Lo que tratamos aquí es acerca de la responsabilidad, o la falta de ella, y acerca del bien como constituyente de la propia realidad en cuanto sólo limitado por la pura nada. El lector debe comprender entonces que tratamos una cuestión universal y no particular. Debe entenderse también que para tratar cualquier asunto con seriedad es imprescindible atenerse a las leyes de la lógica, especialmente a sus tres principios básicos:

1.      El principio de identidad: la cuestión que se esté tratando es idéntica a sí misma, no puede cambiar para adecuarse a los intereses de un interlocutor pues sería lesivo para el otro interlocutor, con lo cual sería imposible ser serio, justo o razonable.

2.      El principio de no contradicción: la cuestión que se esté tratando no puede verse condicionada a la ambigüedad pues, de otro modo, se desvirtúa la cuestión que se trata atacándola en su universalidad para particularizarla al gusto del interlocutor en cuestión. Por ejemplo, la universalidad de la vida no puede condicionarse a la ambigüedad puesto que desvirtuaríamos la vida haciéndola partícipe de la muerte, lo cual es absurdo.

3.      El principio de razón suficiente: la cuestión que se esté tratando debe tener una conexión lógica, a través de razonamientos, con la respuesta que se propone como conclusión acerca de dicha cuestión. Por ejemplo, al plantear la pregunta acerca de qué ocurre cuando se da una total irresponsabilidad, debemos dar una respuesta coherente acerca de aquello que se está preguntando sin escabullir la cuestión.

# [Datos disponibles]
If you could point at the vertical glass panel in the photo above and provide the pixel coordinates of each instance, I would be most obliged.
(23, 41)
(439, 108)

# [Tarea escrita]
¿Qué tres principios básicos de la lógica enumera el fragmento de lectura? El material no guarda relación con el fragmento de lectura.

# [Respuesta escrita]
El principio de identidad, el principio de no contradicción y el principio de razón suficiente.